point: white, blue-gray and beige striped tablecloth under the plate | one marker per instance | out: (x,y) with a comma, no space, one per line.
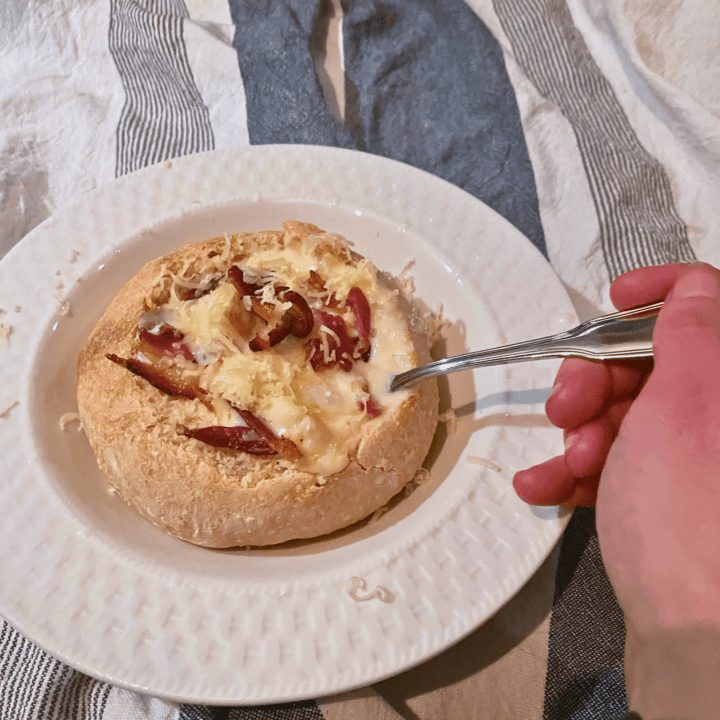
(590,125)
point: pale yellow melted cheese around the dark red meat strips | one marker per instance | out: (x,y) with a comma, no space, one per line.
(321,412)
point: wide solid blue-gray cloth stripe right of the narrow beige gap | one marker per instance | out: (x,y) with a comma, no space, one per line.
(427,85)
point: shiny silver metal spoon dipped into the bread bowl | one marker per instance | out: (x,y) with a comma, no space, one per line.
(626,334)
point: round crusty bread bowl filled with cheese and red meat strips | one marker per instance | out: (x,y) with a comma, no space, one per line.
(222,411)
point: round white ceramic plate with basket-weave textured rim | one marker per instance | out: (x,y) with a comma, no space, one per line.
(100,588)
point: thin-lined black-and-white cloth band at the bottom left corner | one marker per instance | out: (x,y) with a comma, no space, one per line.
(35,686)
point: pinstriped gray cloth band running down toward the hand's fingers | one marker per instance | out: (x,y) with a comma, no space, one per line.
(639,224)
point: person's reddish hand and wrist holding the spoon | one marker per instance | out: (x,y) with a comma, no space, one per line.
(647,445)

-=-=-=-=-

--- TASK DIRECTIONS ---
Please copy only the lines from the one with "point: round white" through the final line of the records above, both ends included.

--- TASK SOLUTION ---
point: round white ceramic plate with basket-weave textured rim | one marker per instance | out: (x,y) with a comma, no space, one per line.
(100,588)
point: thin-lined black-and-white cloth band at the bottom left corner | one marker per instance | out: (x,y) with a comma, no space, one per line.
(35,686)
point: pinstriped gray cloth band running down toward the hand's fingers | one marker per instance | out: (x,y) with a comma, no space, one per line.
(639,224)
point: person's reddish hand and wrist holding the spoon | one marker per instance | out: (x,y) with a comma, no space, one per line.
(647,445)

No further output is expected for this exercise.